EXTRACT:

In 2027 England, armed guards hold immigrants in cages along city streets. Large screens remind citizens to "Report Illegal Immigrants". Black buses reading "Homeland Security" transport the undesirables to deportation camps. In a rather deft way, the film blends imagery of the machinery of U.S. immigration with that of the Holocaust. The deportation camp at Bexhill that the characters visit is nothing more than a recreation of the Warsaw Ghetto, a blockaded section of a town that, converted into a slum, serves as a prison. And when violence comes to Bexhill, it can't help but recall the famed uprising of the Warsaw Ghetto as the outmatched rebels, hiding in an apartment building, exchange fire with the army in the street.

For anyone who lives in or has visited the borderlands of Arizona, New Mexico, Texas, or California, the rumbling Homeland Security buses packed with undocumented people won't seem a strange sight at all. In fact, minus the cages and the physically enforced ghetto (there are those who argue that we bind minorities in our ghettos economically), not much differentiates ICE now from England's Homeland Security in the imagined future. We encourage citizens to rat out "illegals"; we round up undocumented people and either bus them towards deportation or incarcerate them (particularly now that we've officially ended "catch and release"). We blame the "illegals" for all of our problems.And we do, in fact, have a form of the cages, though ours are less dramatic: ICE and DHS vehicles parked along roads and in parking lots near the border serve as mobile cages for detainees.

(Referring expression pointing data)

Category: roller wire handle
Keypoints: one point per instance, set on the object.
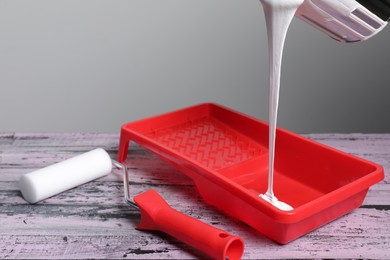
(156, 214)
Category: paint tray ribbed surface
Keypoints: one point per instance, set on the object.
(225, 153)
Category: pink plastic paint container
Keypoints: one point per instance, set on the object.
(225, 153)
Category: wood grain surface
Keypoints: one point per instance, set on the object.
(92, 221)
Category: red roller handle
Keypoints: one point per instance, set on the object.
(156, 214)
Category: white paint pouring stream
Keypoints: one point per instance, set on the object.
(278, 15)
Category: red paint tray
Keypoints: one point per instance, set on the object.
(226, 154)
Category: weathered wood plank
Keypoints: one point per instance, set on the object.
(92, 221)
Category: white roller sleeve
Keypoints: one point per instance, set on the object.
(49, 181)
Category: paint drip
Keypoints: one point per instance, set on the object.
(278, 16)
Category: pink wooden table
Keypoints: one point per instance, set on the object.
(92, 221)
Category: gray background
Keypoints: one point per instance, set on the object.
(92, 65)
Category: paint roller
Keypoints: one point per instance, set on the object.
(156, 214)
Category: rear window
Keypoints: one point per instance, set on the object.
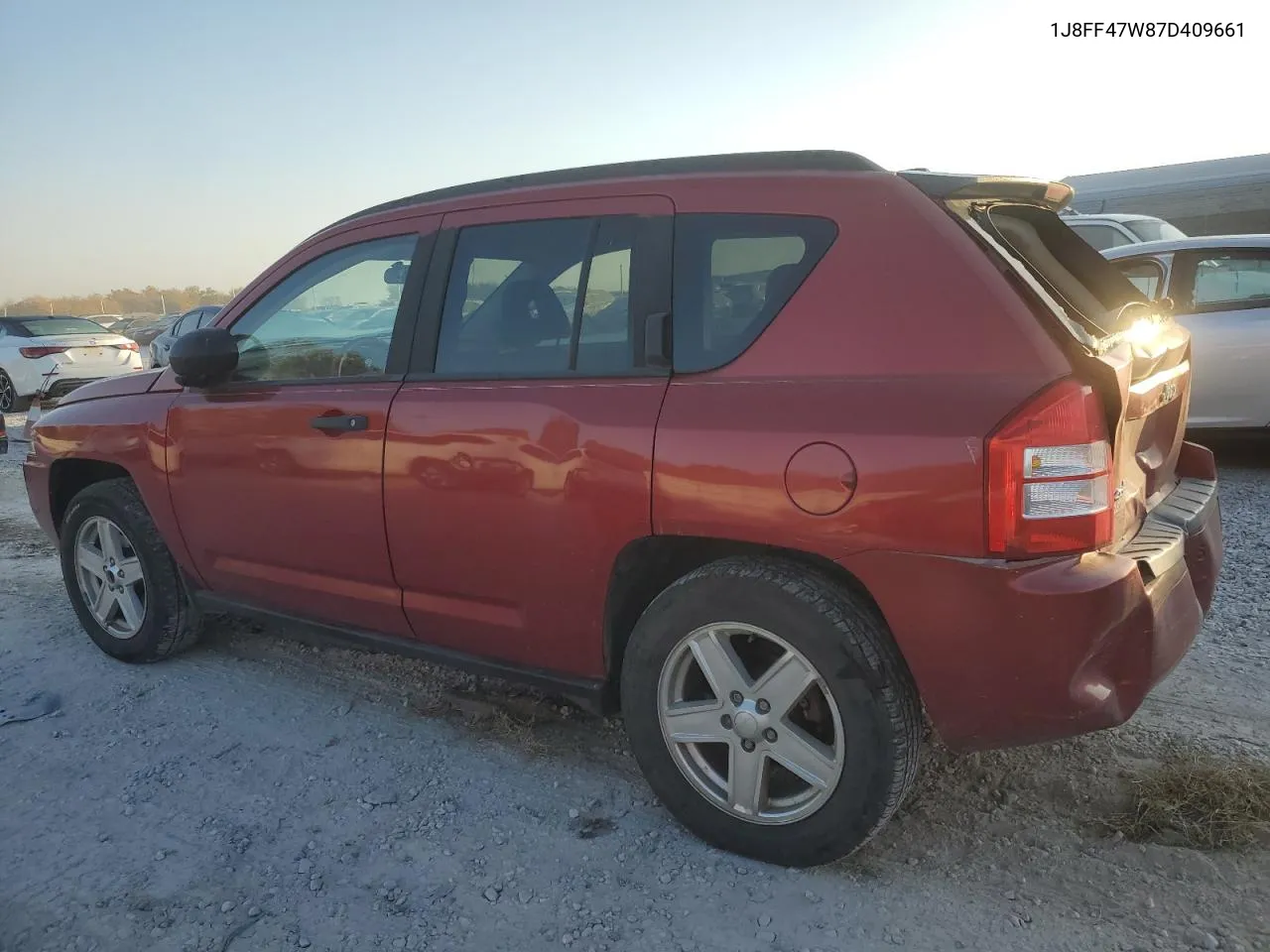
(1089, 289)
(733, 273)
(59, 326)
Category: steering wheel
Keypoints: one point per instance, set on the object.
(375, 356)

ABOUT THIS EXERCISE:
Name every U.S. state mentioned in the excerpt. None of the items is needed for the task.

EXERCISE RESPONSE:
Arizona, New Mexico, Texas, California